§ Exercise objective
Please rewrite the part of the material that opens with the line containing "For every instance of the serrated" and runs through the end of the material, swapping "outline" for "boundary" and keeping everything else the same. Leave the pictures out of your answer.

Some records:
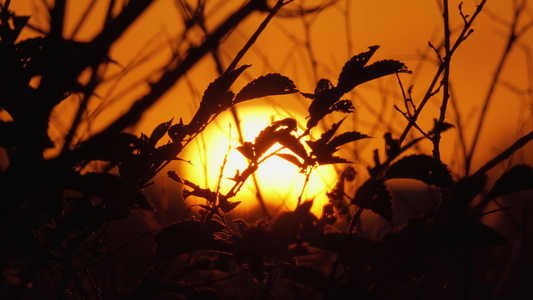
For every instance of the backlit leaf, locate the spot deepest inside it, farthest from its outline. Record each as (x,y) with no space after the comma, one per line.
(292,159)
(421,167)
(267,85)
(352,69)
(518,178)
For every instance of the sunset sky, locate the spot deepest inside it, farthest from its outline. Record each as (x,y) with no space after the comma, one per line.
(291,44)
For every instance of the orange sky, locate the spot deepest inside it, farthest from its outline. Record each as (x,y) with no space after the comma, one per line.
(402,28)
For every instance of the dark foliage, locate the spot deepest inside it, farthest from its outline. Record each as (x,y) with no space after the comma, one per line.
(54,215)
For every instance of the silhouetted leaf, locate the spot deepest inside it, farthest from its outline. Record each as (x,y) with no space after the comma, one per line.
(421,167)
(464,191)
(286,139)
(184,237)
(267,85)
(374,195)
(8,134)
(227,206)
(323,148)
(221,86)
(518,178)
(352,70)
(377,70)
(344,138)
(288,225)
(19,23)
(324,98)
(292,159)
(264,140)
(111,147)
(440,127)
(468,233)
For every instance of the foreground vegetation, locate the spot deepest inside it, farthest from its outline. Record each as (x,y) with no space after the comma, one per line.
(56,213)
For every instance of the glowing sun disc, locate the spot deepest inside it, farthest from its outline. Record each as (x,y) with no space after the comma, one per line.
(280,182)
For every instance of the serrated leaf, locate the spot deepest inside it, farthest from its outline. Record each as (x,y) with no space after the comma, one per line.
(374,195)
(325,137)
(116,193)
(185,237)
(345,138)
(354,67)
(470,234)
(247,150)
(518,178)
(343,106)
(421,167)
(264,140)
(267,85)
(286,139)
(111,147)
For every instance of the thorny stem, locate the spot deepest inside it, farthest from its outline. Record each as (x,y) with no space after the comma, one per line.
(505,154)
(233,110)
(307,177)
(429,93)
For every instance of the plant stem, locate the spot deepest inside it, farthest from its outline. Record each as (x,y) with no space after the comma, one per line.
(445,82)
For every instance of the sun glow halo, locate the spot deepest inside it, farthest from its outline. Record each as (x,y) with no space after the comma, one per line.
(280,182)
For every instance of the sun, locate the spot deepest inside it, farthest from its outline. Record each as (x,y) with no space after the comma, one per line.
(279,182)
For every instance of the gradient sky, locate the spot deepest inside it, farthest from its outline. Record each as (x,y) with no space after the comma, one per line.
(347,27)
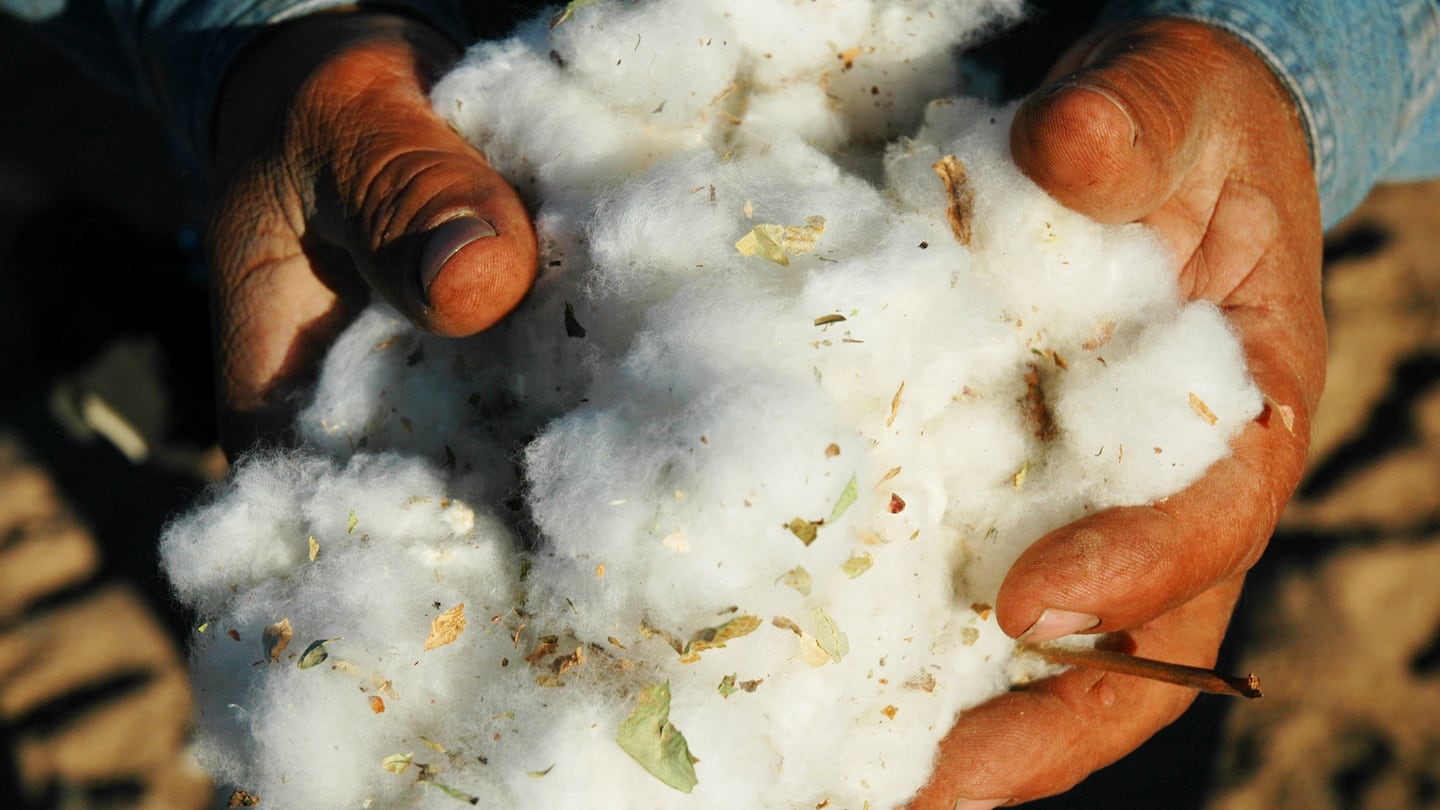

§ Complete response
For every instance of the serrated leaf, locate the spot deepest inside it, farthest from its boundary. Record each as (x,y) with no space after the comma, one per line.
(374,195)
(325,137)
(116,193)
(185,237)
(345,138)
(354,67)
(470,234)
(247,150)
(518,178)
(343,106)
(421,167)
(264,140)
(267,85)
(286,139)
(111,147)
For every instance of the thorny stem, locate the spot deepest inside it, farthest from its boundary. Record each as (x,y) with no space after the comma, one per line.
(505,154)
(233,110)
(307,177)
(429,93)
For every instance of the plant stem, locate the spot deepest inside it, farthest from its boundary. Record each as (x,y) with no space after the comma, one per line.
(445,82)
For every instance of the sun glow halo, locate the spot deepest inside it, farthest from its boundary. Record each as (x,y) with no space after the comma, one per line.
(280,182)
For every instance of the sun, locate the spot deepest inside it, farthest from its boundary. Record each as (x,y) with no space after the comma, one per line.
(279,182)
For every instance of the gradient sky, locate the spot deepest inside it, farthest from its boundary. Record each as (x,y) with no space after the comma, one per line.
(347,27)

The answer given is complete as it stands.